DIRECTION A:
Count the lines in the entries below that contain the word "water". Reply with that number alone.

==================================================

FIG. 18 is a perspective view of an example of an ion transport apparatus 1800 according to other implementations. The ion transport apparatus 1800 includes a plurality of electrodes elongated along a longitudinal axis 1820 and circumferentially spaced about the longitudinal axis 1820. In the illustrated example, the electrode set includes an opposing pair of first electrodes 1804, 1808 and an opposing pair of second electrodes 1812, 1816. The first electrodes 1804, 1808 and the second electrodes 1812, 1816 extend along the longitudinal axis 1820 from an ion entrance end 1824 to an ion exit end 1828. The first electrodes 1804, 1808 each include a first cross-sectional area 1805 in the transverse plane, and the second electrodes 1812, 1816 each include a second cross-sectional area 1813 in the transverse plane. The respective cross-sectional areas 1805, 1813 of the first electrodes 1804, 1808 and the second electrodes 1812, 1816 vary along the longitudinal axis 1820 either gradually (e.g., in a tapering manner, as in the illustrated example) or step-wise, or by a combination of tapering and stepped features. Thus, for the first electrodes 1804, 1808 the sizes of the first cross-sectional areas 1805 are different at the ion entrance end 1824 than at the ion exit end 1828, and for the second electrodes 1812, 1816 the sizes of the second cross-sectional areas 1813 are likewise different at the ion entrance end 1824 than at the ion exit end 1828. In the example specifically illustrated in FIG. 18, the first cross-sectional areas 1805 are larger at the ion entrance end 1824 than at the ion exit end 1828, and the second cross-sectional areas 1813 are smaller at the ion entrance end 1824 than at the ion exit end 1828. At the ion entrance end 1824, the first cross-sectional areas 1805 are greater than the second cross-sectional areas 1813. At the ion exit end 1828, the first cross-sectional areas 1805 may be equal or substantially equal to the second cross-sectional areas 1813. The RF voltages applied to the first electrodes 1804, 1808 are 180 out of phase with the RF voltages applied to the second electrodes 1812, 1816. By this configuration, the ion transport apparatus 1800 generates an RF field that varies from a major higher-order multipole RF field at the ion entrance end 1824 to a predominant quadrupole multipole RF field at the ion exit end 1828. As in other implementations described herein, the axially varying RF field results in a converging ion beam.

==================================================

DIRECTION B:
Continue the description of the ion transport apparatus above, starting after its final sentence.

MATERIAL:
==================================================

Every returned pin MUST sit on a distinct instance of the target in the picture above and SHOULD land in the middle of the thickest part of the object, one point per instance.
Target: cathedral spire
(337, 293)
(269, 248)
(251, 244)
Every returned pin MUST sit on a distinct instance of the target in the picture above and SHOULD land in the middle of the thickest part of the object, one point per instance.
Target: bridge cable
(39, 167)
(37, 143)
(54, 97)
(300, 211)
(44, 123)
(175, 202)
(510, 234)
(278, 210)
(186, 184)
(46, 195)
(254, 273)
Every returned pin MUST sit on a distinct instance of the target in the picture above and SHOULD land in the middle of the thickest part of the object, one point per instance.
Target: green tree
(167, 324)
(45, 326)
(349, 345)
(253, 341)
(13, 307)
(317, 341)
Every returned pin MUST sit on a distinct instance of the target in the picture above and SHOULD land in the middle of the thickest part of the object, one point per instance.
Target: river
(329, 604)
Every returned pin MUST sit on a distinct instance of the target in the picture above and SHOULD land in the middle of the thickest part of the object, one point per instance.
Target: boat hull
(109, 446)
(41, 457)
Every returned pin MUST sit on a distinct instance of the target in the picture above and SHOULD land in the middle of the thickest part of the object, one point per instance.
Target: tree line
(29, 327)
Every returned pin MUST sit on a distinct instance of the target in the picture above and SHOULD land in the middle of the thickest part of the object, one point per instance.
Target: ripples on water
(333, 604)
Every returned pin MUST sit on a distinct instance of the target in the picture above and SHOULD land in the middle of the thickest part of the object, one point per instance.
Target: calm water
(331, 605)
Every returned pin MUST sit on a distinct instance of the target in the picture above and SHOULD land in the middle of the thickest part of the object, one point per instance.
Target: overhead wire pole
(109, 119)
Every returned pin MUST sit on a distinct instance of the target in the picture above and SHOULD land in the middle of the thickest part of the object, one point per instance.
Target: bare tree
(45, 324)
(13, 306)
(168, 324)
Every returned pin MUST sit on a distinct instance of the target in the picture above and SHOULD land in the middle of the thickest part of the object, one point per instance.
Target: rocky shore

==================================================

TASK ANSWER A:
2

TASK ANSWER B:
While in the above-described implementation the ion transport apparatus 1800 includes two pairs of opposing electrodes, other implementations may include additional electrodes, some or all of which having varying cross-sections. While in the above-described implementation the ion transport apparatus 1800 may be considered as including a single set of electrodes extending from the ion entrance end 1824 to the ion exit end 1828, other implementations may include additional sets of electrodes in distinct, axially spaced ion transport sections, with one or more electrodes in one or more of the ion transport sections having varying cross-sections. While in the above-described implementation the cross-sections 1805, 1813 of the electrodes are rectilinear in shape, in other implementations the cross-sections 1805, 1813 may have other types of polygonal or prismatic shapes or may be rounded (e.g., circular, elliptical, hyperbolic, etc.).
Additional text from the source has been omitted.